»»

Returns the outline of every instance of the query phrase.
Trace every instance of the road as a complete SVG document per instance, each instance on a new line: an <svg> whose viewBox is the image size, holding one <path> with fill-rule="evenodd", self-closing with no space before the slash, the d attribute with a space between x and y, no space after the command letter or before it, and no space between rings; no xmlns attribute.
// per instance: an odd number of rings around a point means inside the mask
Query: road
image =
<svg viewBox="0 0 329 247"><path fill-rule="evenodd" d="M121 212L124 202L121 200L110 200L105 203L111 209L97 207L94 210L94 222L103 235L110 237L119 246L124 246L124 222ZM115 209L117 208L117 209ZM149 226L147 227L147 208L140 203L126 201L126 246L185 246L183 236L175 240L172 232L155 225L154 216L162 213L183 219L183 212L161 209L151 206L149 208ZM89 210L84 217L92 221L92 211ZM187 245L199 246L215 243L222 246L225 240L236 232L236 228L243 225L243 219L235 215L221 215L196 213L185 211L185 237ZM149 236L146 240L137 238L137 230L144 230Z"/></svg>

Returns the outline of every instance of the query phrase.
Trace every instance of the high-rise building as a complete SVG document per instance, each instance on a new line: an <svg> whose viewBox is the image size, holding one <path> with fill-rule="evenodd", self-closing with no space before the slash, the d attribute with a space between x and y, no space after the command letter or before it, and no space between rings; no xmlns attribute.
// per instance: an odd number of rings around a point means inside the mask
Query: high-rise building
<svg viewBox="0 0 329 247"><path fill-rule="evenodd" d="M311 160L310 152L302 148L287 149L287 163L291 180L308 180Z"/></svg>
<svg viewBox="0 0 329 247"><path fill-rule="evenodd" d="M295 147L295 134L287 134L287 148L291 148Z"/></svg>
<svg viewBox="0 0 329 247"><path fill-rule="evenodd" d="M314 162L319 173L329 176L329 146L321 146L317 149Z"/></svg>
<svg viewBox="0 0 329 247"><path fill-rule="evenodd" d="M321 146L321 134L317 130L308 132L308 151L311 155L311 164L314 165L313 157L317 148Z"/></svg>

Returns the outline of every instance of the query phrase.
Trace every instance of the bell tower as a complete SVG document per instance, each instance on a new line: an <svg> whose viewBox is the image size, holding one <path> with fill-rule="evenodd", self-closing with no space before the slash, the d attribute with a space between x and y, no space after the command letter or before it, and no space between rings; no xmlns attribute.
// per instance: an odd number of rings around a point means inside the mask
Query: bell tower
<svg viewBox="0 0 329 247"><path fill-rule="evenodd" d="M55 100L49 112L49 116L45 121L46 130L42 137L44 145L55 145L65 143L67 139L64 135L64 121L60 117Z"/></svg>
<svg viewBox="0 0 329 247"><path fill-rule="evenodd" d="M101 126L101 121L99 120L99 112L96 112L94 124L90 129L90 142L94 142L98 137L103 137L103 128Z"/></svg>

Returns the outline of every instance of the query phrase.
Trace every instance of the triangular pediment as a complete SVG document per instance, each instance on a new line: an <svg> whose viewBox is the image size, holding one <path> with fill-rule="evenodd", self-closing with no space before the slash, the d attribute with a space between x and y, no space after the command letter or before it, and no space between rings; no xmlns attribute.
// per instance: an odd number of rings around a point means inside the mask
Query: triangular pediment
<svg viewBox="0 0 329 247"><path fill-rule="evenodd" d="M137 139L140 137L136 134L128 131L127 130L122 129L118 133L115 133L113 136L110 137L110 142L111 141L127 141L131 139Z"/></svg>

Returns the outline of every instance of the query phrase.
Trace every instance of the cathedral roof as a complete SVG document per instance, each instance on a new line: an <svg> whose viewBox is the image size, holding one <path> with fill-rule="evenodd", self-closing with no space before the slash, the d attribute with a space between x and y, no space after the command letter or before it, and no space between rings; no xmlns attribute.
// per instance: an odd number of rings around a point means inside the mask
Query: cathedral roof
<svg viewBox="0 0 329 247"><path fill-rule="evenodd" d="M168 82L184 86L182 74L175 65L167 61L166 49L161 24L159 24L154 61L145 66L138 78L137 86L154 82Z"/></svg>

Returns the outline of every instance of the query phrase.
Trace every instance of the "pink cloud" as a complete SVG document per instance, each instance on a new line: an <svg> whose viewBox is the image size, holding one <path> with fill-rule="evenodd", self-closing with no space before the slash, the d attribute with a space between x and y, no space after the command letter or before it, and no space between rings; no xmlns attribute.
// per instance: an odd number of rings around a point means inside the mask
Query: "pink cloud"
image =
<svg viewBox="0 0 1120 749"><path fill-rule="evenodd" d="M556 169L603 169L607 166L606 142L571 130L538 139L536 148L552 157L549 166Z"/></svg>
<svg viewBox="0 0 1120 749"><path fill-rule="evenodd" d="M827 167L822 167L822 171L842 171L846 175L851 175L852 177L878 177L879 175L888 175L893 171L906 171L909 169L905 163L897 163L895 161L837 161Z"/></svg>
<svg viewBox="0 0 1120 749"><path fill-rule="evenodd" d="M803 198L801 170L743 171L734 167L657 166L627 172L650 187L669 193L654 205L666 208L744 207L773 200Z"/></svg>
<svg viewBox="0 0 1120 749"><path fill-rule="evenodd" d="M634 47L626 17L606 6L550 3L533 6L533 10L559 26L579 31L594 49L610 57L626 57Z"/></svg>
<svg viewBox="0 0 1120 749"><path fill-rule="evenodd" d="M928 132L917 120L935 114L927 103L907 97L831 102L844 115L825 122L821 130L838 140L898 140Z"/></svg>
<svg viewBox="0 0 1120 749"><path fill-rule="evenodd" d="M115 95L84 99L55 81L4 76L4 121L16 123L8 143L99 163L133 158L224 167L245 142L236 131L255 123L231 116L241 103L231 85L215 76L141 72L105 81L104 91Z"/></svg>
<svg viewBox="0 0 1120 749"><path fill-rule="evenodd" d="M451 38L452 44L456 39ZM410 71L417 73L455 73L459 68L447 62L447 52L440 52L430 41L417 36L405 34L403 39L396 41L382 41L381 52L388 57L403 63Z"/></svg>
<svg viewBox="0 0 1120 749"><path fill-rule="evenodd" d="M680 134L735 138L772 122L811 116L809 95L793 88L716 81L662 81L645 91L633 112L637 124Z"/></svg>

««

-- Task objective --
Reproduce all of the entries above word for word.

-- Correct result --
Returns the outline of every instance of the query phrase.
Trace every instance of the road as a complete SVG document per instance, each instance on a new line: an <svg> whose viewBox is the image size, holding one <path> with fill-rule="evenodd", self-closing with no space before the slash, the d attribute with a space between x and y, no space after the command letter or before it, and no space between rings; no xmlns attribute.
// per instance: an odd number of rings around a point means inside the mask
Query: road
image =
<svg viewBox="0 0 329 247"><path fill-rule="evenodd" d="M121 212L124 202L121 200L110 200L105 203L111 209L97 207L94 210L94 222L103 235L110 237L119 246L124 246L124 222ZM115 209L117 208L117 209ZM149 226L147 227L147 208L140 203L126 201L126 246L185 246L183 236L175 240L172 232L155 225L154 216L162 213L183 219L183 212L161 209L151 206L149 208ZM89 210L84 217L92 221L92 211ZM187 245L199 246L215 243L222 246L225 240L236 232L236 228L243 225L243 219L235 215L221 215L196 213L185 211L185 237ZM149 236L146 240L137 238L137 230L144 230Z"/></svg>

Returns the outline of every instance of the query phrase.
Trace every instance of the high-rise building as a complete SVG document per instance, each instance on a new line: an <svg> whose viewBox is the image size, holding one <path> with fill-rule="evenodd", self-closing with no space before the slash, the d attribute with a space between x and y, no space after the command letter or before it, and no space between rings; no xmlns attribute.
// per instance: an odd number of rings around a point means inside the mask
Query: high-rise building
<svg viewBox="0 0 329 247"><path fill-rule="evenodd" d="M311 160L310 152L302 148L287 149L287 163L291 180L308 180Z"/></svg>
<svg viewBox="0 0 329 247"><path fill-rule="evenodd" d="M295 147L295 134L287 134L287 148L291 148Z"/></svg>
<svg viewBox="0 0 329 247"><path fill-rule="evenodd" d="M314 162L319 173L329 176L329 146L321 146L317 149Z"/></svg>
<svg viewBox="0 0 329 247"><path fill-rule="evenodd" d="M321 146L321 134L317 130L308 132L308 151L311 155L311 164L314 165L313 157L317 148Z"/></svg>

Returns the outline of every instance of the query phrase.
Trace every instance of the bell tower as a complete SVG document per instance, each instance on a new line: an <svg> whose viewBox is the image size, holding one <path> with fill-rule="evenodd", self-closing with no space before the slash, the d attribute with a space between x and y, no space after the command letter or before it, and no space between rings; no xmlns attribute.
// per instance: an odd number of rings around a point means inside the mask
Query: bell tower
<svg viewBox="0 0 329 247"><path fill-rule="evenodd" d="M55 100L49 112L49 116L45 121L46 130L42 137L44 145L55 145L65 143L67 139L64 135L64 121L60 117Z"/></svg>
<svg viewBox="0 0 329 247"><path fill-rule="evenodd" d="M101 126L101 121L99 120L99 112L96 112L94 124L90 129L90 142L94 142L98 137L103 137L103 128Z"/></svg>

Returns the outline of every instance of the query phrase.
Trace every instance of the triangular pediment as a complete SVG document per instance, each instance on a new line: an <svg> whose viewBox is the image size, holding one <path> with fill-rule="evenodd", self-closing with no space before the slash, the d attribute with a space between x and y, no space after the command letter or before it, and no space between rings; no xmlns attribute.
// per instance: an odd number of rings around a point means inside the mask
Query: triangular pediment
<svg viewBox="0 0 329 247"><path fill-rule="evenodd" d="M137 139L140 137L136 134L128 131L127 130L122 129L118 133L115 133L113 136L110 137L110 142L111 141L127 141L131 139Z"/></svg>

Returns the outline of every instance of the query phrase.
Trace every instance of the cathedral roof as a complete SVG document per instance, each instance on a new line: an <svg> whose viewBox is the image size, holding one <path> with fill-rule="evenodd", self-closing with no space before the slash, the d attribute with a space between x and y, no space after the command letter or before it, and no space between rings; no xmlns attribute.
// per instance: an odd number of rings around a point means inside the mask
Query: cathedral roof
<svg viewBox="0 0 329 247"><path fill-rule="evenodd" d="M168 82L184 86L182 74L175 65L167 61L166 49L161 24L159 24L154 61L145 66L138 78L137 86L154 82Z"/></svg>

Returns the outline of every instance of the query phrase.
Trace every instance of the "pink cloud" as a complete SVG document per instance, each instance on a new line: an <svg> whose viewBox is the image size, holding one <path> with fill-rule="evenodd", self-closing with no space before the slash, the d attribute with a space between x and y, no space after the command letter or before it, and no space between rings; no xmlns attribute.
// per instance: an odd number of rings around a point means inside the mask
Query: "pink cloud"
image =
<svg viewBox="0 0 1120 749"><path fill-rule="evenodd" d="M556 169L603 169L607 166L606 142L571 130L538 139L536 148L552 157L549 166Z"/></svg>
<svg viewBox="0 0 1120 749"><path fill-rule="evenodd" d="M827 167L822 167L822 171L842 171L846 175L851 175L852 177L878 177L879 175L888 175L893 171L906 171L909 169L905 163L897 163L895 161L837 161Z"/></svg>
<svg viewBox="0 0 1120 749"><path fill-rule="evenodd" d="M803 198L801 170L743 171L734 167L657 166L627 172L650 187L669 193L654 205L666 208L744 207L773 200Z"/></svg>
<svg viewBox="0 0 1120 749"><path fill-rule="evenodd" d="M634 47L626 17L606 6L550 3L533 6L533 10L559 26L579 31L594 49L610 57L626 57Z"/></svg>
<svg viewBox="0 0 1120 749"><path fill-rule="evenodd" d="M928 132L917 120L935 114L927 103L907 97L831 102L844 115L825 122L821 130L838 140L898 140Z"/></svg>
<svg viewBox="0 0 1120 749"><path fill-rule="evenodd" d="M115 95L84 99L55 81L4 76L4 121L16 123L8 143L99 163L133 158L224 167L245 142L236 131L255 123L231 116L241 103L231 85L215 76L141 72L105 81L104 91Z"/></svg>
<svg viewBox="0 0 1120 749"><path fill-rule="evenodd" d="M451 38L452 44L456 39ZM410 71L417 73L455 73L459 68L447 62L447 52L440 52L430 41L417 36L405 34L403 39L396 41L382 41L381 52L388 57L403 63Z"/></svg>
<svg viewBox="0 0 1120 749"><path fill-rule="evenodd" d="M680 134L735 138L772 122L811 116L809 95L793 88L716 81L662 81L645 91L633 112L637 124Z"/></svg>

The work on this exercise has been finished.